*TASK TO CARRY OUT*: Should any entry seem unclear, still set it down exactly as given, along with all the others.

*SOURCE MATERIAL*:
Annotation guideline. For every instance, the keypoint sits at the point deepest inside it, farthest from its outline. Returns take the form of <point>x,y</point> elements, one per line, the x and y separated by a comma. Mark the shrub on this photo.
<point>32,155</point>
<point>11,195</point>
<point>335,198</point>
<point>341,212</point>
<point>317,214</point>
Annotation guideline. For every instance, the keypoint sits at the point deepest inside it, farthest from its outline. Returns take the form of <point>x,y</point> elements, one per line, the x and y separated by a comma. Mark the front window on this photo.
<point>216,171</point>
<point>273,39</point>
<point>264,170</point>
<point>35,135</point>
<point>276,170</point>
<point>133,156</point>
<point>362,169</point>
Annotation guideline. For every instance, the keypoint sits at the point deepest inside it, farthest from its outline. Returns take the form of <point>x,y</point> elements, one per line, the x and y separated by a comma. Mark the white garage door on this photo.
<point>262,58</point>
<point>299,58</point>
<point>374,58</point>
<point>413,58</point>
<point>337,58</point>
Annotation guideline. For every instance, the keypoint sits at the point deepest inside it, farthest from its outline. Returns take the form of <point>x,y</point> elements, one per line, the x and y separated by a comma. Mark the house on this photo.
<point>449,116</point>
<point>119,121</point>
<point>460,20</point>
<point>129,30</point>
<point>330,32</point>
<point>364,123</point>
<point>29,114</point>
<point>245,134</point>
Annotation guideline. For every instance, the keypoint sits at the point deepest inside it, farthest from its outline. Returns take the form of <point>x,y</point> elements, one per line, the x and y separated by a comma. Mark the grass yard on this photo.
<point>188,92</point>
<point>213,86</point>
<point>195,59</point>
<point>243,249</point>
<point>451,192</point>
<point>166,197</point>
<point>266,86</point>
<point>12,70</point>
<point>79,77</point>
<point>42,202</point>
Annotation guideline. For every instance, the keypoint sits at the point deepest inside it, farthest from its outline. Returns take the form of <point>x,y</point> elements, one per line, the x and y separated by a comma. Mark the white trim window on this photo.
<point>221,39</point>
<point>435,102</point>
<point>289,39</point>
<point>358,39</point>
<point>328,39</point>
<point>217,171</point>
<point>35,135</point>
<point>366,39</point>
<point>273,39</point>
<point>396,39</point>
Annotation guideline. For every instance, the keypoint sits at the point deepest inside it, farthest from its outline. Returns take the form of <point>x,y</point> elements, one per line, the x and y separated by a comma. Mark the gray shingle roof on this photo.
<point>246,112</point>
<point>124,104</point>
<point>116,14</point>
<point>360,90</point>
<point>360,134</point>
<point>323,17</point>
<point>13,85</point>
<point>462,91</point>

*YOUR RESPONSE*:
Annotation guideline. For every instance, the keypoint sits at the point deepest inside it, farthest from its outline. Returns take the form of <point>x,y</point> elements, one per line, the x and y separated by a comma. Mark the shrub on this photo.
<point>32,155</point>
<point>11,195</point>
<point>335,198</point>
<point>341,212</point>
<point>317,214</point>
Annotation guideline. For every instance, the keypoint sits at the point deepest inside it, farthest from its outline. Returns take the form of <point>x,y</point> elements, one per line, the x and y separated by a comma. Mark the front window on this photo.
<point>216,171</point>
<point>273,39</point>
<point>264,170</point>
<point>35,135</point>
<point>276,170</point>
<point>133,156</point>
<point>362,169</point>
Annotation guideline. For every instance, the keypoint sits at the point deepest inside it, farthest from its outline. Returns take the form of <point>x,y</point> elements, one per line, the x and y separated by a comma. Mark the white garage door on this photo.
<point>262,58</point>
<point>299,58</point>
<point>374,58</point>
<point>413,58</point>
<point>337,58</point>
Annotation guideline. For every instance, the keypoint sits at the point deepest inside it, farthest from its outline. Returns take the form of <point>x,y</point> elements, one per line, the x and y separated by a comma. Mark the house on this photo.
<point>449,116</point>
<point>119,121</point>
<point>460,20</point>
<point>129,30</point>
<point>330,32</point>
<point>364,123</point>
<point>29,114</point>
<point>245,134</point>
Annotation guideline. For every instance, the keypoint sits at the point deepest inside it, farthest from its outline. Returns take the form of <point>x,y</point> elements, one per line, the x and y separated by a comma. Mark the grass yard on this photo.
<point>188,92</point>
<point>213,86</point>
<point>195,59</point>
<point>243,249</point>
<point>451,192</point>
<point>166,197</point>
<point>266,86</point>
<point>12,70</point>
<point>79,77</point>
<point>42,202</point>
Annotation guideline. For every instance, the keypoint sits at the point deepest inside it, farthest from its outline. Returns take the form of <point>x,y</point> elements, one per line, the x and y separated by a comma. Mark the white trim window on this photo.
<point>221,39</point>
<point>435,102</point>
<point>289,39</point>
<point>358,39</point>
<point>328,39</point>
<point>217,171</point>
<point>35,135</point>
<point>366,39</point>
<point>273,39</point>
<point>396,39</point>
Annotation guideline. For every instance, the keypoint sits at the point deepest inside it, farthest from its outline. Returns take the form of <point>x,y</point> elements, one per line, the x and y separated by a comma. Mark the gray shingle roof on this photo.
<point>246,112</point>
<point>124,104</point>
<point>116,14</point>
<point>360,90</point>
<point>360,134</point>
<point>323,17</point>
<point>13,85</point>
<point>462,91</point>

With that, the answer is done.